### Excerpt to read
While all this is happening in the now, we also move backward throughout the episode and learn that Roxanne used to once work at this PriceMax, making enemies out of slacker male colleagues and her eye-rolling boss. Did Roxanne genuinely want to protect her female coworker from sexualization, or was she actually jealous about other people ignoring her? “Ready. Aim. Fire.” isn’t clear, but I honestly lean toward the latter because of how easily she starts killing other women who come to loot PriceMax after the event. Not much solidarity there, huh?

(I will admit that the closeup on the charm bracelet threw me, because at first I thought Roxanne was collecting already-dead male bodies to burn. The backward reveal that those were women she had murdered was a jarring one, and probably the most effective moment of the episode.)

After securing PriceMax, Roxanne draws in followers by mimicking the good cop/bad cop pretensions she watched on stolen Law & Order DVDs, scaring the women from the shelter, and then inviting them to live with her back at the store. Protection is a lure, and the women fall for it hook, line, and sinker.

But all the other stuff—I don’t know. Yes, I can buy that the confusion we’re seeing on the ground now, especially regarding which men died and which men lived, links back to the failures of Jennifer’s administration in battling the spread of conspiracy theories and misinformation. Yes, I can acknowledge that cults work by cutting their followers off from their families, and by establishing a new community in which obedience is the norm. I watched The Vow, I watched Seduced, I know what’s up.

### Stored data entries
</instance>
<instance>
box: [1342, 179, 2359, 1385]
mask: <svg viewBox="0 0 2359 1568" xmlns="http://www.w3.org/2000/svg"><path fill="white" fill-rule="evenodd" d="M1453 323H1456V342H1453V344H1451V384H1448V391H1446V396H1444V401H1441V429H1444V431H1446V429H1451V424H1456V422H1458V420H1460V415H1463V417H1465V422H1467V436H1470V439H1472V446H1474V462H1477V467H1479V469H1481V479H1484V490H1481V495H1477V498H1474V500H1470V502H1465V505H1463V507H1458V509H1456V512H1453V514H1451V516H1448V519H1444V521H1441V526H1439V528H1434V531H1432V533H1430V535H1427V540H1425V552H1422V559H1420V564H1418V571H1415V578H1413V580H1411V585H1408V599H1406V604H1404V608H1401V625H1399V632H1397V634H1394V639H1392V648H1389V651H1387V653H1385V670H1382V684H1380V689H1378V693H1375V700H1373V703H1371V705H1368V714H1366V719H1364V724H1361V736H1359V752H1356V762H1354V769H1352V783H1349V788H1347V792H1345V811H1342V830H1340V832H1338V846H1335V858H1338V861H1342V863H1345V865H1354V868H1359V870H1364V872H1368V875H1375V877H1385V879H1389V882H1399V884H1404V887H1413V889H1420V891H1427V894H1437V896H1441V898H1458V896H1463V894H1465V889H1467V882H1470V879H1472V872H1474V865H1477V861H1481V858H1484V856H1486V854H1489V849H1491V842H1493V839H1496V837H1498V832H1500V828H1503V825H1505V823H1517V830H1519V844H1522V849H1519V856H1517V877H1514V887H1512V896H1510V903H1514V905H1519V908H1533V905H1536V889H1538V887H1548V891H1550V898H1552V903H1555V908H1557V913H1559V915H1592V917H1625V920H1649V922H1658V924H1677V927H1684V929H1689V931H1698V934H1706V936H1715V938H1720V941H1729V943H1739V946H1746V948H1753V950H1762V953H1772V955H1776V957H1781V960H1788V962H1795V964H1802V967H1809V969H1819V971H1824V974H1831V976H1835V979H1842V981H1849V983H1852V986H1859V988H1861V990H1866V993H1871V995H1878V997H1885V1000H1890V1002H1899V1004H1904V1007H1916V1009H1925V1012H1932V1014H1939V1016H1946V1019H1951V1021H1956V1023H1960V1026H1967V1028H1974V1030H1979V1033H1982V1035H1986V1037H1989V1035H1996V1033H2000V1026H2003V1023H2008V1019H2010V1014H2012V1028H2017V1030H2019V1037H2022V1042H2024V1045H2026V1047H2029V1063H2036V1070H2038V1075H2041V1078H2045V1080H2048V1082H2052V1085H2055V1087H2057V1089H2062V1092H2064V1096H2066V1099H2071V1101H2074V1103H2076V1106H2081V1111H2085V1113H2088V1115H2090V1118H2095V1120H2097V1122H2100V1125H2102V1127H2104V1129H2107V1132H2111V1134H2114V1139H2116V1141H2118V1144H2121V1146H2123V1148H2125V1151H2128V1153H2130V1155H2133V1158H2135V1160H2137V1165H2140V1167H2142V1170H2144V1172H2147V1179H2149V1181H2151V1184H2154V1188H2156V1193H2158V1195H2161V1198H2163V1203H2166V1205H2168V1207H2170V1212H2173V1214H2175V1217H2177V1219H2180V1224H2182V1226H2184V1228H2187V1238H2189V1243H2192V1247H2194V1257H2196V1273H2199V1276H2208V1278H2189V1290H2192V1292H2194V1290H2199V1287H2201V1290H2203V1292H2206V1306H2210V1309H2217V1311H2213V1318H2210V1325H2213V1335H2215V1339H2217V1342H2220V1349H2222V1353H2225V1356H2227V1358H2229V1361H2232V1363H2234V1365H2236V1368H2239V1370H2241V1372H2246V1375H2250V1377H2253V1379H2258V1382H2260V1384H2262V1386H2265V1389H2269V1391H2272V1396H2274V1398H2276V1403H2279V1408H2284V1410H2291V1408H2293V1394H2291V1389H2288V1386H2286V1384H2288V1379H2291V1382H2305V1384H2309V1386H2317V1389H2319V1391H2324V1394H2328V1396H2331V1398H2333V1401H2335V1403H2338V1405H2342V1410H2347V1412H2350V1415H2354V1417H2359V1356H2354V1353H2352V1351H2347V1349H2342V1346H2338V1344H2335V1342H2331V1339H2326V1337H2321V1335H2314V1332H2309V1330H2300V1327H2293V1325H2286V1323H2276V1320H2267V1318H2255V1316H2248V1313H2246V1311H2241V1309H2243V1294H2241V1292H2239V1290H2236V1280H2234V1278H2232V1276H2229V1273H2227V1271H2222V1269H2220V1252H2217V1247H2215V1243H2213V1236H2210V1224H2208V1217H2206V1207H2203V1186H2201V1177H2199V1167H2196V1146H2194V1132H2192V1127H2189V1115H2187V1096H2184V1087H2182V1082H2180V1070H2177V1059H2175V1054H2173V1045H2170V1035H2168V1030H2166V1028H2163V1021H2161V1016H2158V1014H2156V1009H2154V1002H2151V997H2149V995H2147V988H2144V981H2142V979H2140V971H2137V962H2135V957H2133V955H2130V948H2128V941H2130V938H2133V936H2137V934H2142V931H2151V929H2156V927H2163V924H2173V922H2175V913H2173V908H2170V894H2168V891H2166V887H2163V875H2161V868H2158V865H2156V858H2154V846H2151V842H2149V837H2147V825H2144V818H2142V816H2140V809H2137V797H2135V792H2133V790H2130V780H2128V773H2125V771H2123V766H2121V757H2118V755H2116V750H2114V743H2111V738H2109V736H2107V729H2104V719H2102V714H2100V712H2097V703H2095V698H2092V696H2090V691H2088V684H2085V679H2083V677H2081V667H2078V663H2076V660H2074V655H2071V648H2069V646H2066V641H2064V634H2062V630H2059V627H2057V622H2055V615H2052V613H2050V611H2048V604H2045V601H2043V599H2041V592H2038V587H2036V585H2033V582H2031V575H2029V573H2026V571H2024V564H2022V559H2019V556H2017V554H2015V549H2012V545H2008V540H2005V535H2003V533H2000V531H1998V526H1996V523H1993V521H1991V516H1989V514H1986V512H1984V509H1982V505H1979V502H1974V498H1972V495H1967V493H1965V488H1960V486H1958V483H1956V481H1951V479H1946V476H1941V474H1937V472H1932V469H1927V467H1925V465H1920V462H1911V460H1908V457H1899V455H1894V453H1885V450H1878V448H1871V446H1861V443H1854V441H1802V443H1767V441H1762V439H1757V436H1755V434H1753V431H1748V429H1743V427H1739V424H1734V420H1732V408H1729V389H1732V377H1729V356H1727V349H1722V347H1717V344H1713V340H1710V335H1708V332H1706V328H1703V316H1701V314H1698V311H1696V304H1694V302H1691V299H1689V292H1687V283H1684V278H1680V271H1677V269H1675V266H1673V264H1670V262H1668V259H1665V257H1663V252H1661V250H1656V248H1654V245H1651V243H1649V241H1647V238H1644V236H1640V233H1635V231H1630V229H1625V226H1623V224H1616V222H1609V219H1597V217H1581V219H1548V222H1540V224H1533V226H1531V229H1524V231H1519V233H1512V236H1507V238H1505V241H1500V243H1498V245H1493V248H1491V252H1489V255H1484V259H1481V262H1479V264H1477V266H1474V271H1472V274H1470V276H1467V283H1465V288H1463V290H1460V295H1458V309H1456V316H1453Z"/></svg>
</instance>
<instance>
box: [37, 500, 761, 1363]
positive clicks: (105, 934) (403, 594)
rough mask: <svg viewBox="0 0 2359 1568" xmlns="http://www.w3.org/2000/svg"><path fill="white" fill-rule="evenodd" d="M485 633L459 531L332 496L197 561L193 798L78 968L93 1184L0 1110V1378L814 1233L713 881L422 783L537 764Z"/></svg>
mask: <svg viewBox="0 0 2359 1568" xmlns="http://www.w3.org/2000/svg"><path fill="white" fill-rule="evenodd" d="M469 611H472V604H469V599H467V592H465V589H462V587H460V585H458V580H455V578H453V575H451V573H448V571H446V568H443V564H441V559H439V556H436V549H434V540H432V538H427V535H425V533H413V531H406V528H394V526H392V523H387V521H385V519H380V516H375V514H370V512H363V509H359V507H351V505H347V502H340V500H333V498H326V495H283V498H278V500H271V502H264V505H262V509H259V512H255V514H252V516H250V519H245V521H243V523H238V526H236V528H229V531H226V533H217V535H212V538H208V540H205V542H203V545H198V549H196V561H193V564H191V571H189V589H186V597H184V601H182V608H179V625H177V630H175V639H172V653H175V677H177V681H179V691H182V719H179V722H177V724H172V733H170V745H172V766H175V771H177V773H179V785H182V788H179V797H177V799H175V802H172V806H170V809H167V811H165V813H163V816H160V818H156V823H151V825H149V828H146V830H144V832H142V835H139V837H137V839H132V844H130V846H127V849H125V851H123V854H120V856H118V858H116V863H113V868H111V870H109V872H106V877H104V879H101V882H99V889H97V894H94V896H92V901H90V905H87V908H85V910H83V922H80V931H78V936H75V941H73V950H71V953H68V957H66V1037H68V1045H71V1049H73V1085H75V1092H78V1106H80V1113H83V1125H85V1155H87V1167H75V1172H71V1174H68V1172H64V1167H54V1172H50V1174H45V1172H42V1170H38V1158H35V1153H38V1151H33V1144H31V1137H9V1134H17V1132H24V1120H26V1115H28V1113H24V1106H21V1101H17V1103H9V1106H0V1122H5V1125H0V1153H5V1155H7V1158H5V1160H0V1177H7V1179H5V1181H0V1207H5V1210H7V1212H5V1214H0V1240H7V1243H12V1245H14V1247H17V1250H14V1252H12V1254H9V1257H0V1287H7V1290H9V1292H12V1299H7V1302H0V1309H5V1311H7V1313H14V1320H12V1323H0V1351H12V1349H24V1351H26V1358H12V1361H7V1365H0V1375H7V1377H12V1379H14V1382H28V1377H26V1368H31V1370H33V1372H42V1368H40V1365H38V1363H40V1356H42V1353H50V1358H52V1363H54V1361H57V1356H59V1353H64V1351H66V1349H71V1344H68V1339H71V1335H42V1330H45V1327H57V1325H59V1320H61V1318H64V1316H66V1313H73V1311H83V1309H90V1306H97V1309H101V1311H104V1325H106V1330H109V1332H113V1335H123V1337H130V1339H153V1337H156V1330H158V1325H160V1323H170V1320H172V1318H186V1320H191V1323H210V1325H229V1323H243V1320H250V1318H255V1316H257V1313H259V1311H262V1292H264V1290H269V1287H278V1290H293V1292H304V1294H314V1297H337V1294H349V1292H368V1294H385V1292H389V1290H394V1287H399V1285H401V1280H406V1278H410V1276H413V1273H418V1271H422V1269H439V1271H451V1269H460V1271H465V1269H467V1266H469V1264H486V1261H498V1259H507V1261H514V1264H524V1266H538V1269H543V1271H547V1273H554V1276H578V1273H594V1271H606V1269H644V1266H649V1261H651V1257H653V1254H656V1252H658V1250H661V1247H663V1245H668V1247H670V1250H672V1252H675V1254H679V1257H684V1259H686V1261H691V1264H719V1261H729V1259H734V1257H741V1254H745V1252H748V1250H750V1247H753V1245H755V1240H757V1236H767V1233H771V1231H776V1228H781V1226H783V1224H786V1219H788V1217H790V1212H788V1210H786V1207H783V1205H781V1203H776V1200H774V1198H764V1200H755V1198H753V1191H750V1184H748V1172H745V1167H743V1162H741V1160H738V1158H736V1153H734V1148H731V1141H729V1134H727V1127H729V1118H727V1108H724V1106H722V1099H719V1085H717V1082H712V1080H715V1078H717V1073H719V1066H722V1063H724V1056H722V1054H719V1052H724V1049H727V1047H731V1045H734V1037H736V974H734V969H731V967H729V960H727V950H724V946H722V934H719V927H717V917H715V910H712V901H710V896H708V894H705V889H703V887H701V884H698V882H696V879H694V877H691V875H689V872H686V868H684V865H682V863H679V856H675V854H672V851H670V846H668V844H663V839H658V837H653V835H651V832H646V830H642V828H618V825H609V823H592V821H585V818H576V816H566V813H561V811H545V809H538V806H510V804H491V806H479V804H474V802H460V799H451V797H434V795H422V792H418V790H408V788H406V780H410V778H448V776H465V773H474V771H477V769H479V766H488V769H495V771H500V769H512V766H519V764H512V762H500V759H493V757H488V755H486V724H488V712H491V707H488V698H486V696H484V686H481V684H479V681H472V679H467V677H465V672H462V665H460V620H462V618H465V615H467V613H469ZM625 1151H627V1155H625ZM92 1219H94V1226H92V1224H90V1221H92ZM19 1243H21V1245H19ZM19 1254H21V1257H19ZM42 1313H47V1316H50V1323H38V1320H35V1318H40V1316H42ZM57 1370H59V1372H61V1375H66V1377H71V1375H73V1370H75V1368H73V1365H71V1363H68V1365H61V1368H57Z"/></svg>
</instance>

### Task prompt
Reproduce everything in the episode review above from "But all the" down to "know what’s up.", word for word.

### The answer
But all the other stuff—I don’t know. Yes, I can buy that the confusion we’re seeing on the ground now, especially regarding which men died and which men lived, links back to the failures of Jennifer’s administration in battling the spread of conspiracy theories and misinformation. Yes, I can acknowledge that cults work by cutting their followers off from their families, and by establishing a new community in which obedience is the norm. I watched The Vow, I watched Seduced, I know what’s up.